REQUIREMENT: Having found the line that holds "Please place a point on every instance of the reflection", give that line and all lines after it again, word for word, through the end of the data below.

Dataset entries
--------------------------------------------------

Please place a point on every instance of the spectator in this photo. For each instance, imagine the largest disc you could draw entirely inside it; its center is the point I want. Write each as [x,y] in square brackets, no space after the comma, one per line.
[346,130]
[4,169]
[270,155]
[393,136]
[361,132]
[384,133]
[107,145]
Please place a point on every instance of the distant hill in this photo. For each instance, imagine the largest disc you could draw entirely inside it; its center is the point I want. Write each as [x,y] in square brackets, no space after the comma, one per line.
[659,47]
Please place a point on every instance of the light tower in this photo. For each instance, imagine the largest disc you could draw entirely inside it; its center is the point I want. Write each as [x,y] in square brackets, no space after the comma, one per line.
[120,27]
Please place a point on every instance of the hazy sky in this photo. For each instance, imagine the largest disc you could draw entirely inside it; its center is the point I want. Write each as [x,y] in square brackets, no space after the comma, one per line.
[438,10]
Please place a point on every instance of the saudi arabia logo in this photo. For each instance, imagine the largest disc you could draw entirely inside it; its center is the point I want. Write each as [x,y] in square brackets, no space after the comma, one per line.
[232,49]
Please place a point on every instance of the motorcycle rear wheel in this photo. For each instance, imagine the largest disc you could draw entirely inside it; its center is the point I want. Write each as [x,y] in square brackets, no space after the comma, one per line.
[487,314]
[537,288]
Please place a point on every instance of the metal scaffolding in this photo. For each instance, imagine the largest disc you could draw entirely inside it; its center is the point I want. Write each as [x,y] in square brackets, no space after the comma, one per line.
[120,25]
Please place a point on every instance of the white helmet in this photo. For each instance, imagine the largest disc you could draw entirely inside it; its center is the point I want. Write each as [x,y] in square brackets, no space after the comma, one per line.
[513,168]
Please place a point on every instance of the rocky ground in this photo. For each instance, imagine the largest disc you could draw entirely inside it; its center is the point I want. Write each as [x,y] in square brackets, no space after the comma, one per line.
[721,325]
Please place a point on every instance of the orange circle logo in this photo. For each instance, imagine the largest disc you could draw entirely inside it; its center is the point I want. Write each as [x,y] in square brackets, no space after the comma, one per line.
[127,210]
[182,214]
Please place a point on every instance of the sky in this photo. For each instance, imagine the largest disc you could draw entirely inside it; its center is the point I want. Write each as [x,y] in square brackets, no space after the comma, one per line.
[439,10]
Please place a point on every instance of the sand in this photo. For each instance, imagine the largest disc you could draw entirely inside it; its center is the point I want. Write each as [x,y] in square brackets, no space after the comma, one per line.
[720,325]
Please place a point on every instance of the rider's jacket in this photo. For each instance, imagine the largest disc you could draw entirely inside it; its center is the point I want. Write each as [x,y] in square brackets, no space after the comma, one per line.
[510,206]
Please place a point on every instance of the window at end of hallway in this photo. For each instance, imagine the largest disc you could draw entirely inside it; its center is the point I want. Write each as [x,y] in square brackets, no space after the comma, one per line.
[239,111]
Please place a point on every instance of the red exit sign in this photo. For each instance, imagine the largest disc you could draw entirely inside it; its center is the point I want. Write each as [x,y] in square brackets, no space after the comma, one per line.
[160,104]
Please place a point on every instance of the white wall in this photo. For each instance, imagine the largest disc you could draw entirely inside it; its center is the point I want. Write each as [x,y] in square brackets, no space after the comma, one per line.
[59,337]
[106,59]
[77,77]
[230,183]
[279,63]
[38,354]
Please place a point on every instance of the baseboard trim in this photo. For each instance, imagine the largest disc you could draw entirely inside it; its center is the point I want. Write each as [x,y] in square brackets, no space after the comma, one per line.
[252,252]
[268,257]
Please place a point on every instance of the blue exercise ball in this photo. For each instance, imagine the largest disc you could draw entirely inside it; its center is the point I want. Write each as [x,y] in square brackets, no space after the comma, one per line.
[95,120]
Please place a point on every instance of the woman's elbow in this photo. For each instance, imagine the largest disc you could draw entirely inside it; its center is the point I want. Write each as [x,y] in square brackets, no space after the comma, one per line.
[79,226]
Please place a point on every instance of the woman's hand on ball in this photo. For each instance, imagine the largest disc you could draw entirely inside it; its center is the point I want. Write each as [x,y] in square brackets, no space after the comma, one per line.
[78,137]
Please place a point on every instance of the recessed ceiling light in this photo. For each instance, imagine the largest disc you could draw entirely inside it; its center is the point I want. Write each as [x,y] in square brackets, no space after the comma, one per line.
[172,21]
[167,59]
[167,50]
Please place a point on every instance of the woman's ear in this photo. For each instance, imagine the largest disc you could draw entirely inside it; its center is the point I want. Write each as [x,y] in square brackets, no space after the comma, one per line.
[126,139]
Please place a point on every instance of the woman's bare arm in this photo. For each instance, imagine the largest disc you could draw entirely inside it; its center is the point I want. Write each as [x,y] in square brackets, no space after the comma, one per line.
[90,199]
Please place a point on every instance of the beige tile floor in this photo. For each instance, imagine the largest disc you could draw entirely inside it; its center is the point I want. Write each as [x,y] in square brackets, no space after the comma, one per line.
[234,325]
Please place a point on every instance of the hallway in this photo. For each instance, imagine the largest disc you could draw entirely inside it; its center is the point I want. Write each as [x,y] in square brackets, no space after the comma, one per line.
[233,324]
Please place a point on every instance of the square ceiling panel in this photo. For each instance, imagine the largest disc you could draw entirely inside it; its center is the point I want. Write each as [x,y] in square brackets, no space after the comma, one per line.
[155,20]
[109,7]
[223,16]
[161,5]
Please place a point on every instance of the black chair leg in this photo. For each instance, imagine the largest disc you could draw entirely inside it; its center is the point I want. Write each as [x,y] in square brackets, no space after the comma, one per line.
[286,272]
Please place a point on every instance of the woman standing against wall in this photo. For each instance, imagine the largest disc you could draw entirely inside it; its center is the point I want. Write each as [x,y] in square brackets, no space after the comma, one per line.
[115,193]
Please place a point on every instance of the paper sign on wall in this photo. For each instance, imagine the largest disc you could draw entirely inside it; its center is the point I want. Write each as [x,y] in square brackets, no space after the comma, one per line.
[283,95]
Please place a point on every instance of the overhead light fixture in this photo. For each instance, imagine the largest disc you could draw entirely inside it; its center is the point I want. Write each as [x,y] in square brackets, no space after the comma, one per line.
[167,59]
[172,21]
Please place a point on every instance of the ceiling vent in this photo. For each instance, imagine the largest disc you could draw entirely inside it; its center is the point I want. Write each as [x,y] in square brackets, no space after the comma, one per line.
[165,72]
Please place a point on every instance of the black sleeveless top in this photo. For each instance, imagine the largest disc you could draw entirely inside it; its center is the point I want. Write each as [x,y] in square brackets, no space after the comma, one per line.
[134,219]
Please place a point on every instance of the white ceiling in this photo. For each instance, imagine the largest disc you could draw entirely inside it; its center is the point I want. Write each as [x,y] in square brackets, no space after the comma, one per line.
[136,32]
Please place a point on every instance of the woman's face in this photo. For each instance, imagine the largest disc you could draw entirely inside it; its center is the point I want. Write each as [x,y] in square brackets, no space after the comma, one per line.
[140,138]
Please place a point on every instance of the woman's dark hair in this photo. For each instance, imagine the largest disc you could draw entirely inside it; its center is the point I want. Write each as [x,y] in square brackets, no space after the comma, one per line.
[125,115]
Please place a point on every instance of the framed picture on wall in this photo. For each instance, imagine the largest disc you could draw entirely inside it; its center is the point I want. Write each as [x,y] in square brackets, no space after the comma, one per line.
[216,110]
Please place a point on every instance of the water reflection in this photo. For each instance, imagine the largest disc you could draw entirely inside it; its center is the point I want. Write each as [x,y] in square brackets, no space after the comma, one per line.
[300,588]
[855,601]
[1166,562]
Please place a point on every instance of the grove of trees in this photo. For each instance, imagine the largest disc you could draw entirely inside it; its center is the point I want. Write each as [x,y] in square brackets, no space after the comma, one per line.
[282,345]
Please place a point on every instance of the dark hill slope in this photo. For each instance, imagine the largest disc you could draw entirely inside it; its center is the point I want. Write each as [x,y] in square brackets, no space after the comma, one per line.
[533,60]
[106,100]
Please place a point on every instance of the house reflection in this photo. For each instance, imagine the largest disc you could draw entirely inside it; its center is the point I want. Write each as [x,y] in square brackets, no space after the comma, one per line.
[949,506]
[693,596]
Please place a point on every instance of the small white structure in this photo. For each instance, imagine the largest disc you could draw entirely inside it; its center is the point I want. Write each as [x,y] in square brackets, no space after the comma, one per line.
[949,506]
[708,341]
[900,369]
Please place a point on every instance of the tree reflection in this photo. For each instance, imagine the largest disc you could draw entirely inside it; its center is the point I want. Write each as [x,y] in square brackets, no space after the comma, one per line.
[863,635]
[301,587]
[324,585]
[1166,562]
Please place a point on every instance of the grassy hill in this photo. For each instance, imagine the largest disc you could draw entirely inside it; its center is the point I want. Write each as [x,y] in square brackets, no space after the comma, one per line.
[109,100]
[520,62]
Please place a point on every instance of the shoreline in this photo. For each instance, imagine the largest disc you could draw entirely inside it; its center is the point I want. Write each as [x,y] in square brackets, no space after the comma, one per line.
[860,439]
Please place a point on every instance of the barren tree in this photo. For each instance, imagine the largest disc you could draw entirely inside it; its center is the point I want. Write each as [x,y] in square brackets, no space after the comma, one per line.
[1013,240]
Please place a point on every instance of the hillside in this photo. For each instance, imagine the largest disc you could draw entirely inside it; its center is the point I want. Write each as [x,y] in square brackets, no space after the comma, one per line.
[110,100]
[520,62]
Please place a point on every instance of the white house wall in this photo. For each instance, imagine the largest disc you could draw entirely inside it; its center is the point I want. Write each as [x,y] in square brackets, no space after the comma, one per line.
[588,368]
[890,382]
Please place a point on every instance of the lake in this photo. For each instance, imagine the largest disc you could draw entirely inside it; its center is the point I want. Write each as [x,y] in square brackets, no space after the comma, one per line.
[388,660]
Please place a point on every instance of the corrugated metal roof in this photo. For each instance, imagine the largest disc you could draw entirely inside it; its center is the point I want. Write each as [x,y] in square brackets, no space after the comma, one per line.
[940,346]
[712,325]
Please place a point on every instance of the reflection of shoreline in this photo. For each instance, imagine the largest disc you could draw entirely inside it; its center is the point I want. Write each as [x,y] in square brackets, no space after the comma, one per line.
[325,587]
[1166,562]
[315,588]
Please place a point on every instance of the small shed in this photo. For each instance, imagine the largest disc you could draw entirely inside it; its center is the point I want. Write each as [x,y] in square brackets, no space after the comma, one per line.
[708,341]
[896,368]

--------------------------------------------------

COMPLETED TASK:
Please place a point on every instance of the reflection of shoreline in this photo. For each instance, imagine the largest disc you could draw entirely inside it; its center is the point I want. Write each as [x,y] in square brackets, no space after the comma, one per line.
[325,587]
[1166,562]
[315,588]
Please place a point on every instance of the small shed in this photo. For each instance, imagine the largest disc you could draw entirely inside it; its center is the point I want. Write each as [x,y] in square brackets, no space after the comma, one per line.
[708,341]
[896,368]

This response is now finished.